> **Datenauszug**:
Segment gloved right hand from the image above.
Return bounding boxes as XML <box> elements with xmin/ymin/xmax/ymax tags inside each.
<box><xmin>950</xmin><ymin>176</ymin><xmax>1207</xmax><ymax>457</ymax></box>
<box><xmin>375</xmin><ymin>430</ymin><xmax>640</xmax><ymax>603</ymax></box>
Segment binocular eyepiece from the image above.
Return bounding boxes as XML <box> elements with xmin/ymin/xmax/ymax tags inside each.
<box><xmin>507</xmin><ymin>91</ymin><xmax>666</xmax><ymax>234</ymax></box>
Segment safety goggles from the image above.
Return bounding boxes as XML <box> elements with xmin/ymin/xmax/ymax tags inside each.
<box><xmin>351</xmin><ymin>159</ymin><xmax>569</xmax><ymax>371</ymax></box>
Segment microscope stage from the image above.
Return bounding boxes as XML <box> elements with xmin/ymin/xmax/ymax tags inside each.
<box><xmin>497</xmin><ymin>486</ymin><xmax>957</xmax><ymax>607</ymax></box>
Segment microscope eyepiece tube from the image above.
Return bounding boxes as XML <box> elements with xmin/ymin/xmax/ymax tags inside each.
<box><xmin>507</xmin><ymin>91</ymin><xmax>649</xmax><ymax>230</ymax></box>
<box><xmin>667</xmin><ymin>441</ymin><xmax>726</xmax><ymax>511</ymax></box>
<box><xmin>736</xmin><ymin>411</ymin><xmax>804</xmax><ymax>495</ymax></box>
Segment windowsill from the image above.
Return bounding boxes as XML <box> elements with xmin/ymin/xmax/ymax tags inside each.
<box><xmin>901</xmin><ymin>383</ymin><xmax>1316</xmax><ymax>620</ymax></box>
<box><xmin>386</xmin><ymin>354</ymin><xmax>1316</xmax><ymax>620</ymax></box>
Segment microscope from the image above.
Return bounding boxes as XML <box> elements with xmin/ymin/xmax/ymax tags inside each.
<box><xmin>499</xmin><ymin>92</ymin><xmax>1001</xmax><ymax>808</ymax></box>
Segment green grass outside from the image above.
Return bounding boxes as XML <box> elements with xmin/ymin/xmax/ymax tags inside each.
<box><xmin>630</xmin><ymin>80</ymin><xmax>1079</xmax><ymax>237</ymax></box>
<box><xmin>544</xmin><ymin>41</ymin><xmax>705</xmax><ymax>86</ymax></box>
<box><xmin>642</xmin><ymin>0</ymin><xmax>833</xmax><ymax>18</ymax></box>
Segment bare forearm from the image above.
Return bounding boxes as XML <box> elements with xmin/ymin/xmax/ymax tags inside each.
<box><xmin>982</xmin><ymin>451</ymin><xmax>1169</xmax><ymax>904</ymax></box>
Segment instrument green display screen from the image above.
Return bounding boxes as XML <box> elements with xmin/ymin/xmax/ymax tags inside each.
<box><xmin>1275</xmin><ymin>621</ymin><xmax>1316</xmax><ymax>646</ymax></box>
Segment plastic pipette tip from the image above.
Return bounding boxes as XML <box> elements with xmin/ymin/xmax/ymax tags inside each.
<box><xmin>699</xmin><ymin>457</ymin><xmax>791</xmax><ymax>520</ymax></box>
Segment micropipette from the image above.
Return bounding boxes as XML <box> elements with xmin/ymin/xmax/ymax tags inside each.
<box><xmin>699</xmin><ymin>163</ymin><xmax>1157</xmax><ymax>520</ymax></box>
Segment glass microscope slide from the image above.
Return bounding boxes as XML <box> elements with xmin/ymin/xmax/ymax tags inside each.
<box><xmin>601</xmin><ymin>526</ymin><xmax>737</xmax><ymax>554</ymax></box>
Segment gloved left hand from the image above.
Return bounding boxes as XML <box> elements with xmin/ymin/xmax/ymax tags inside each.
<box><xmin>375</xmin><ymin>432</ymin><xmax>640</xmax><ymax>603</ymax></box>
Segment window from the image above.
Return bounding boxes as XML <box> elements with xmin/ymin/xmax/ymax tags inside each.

> **Aufgabenstellung**:
Beginne bei der Zeile mit "Segment glass microscope" und gib alle Zeilen bis zum Ende der Einträge erneut aus. Tausche dabei "gloved left hand" gegen "gloved right hand" und lass alles Übrige unverändert.

> **Ergebnis der Übung**:
Segment glass microscope slide from the image above.
Return bounding boxes as XML <box> elements with xmin/ymin/xmax/ymax tags inside each.
<box><xmin>601</xmin><ymin>526</ymin><xmax>737</xmax><ymax>554</ymax></box>
Segment gloved right hand from the image above.
Return bounding boxes as XML <box> elements with xmin/ymin/xmax/ymax tags inside each.
<box><xmin>375</xmin><ymin>432</ymin><xmax>640</xmax><ymax>603</ymax></box>
Segment window from the image above.
Return bounding boxes as XML <box> elements with xmin/ymin/xmax/ymax tags inside each.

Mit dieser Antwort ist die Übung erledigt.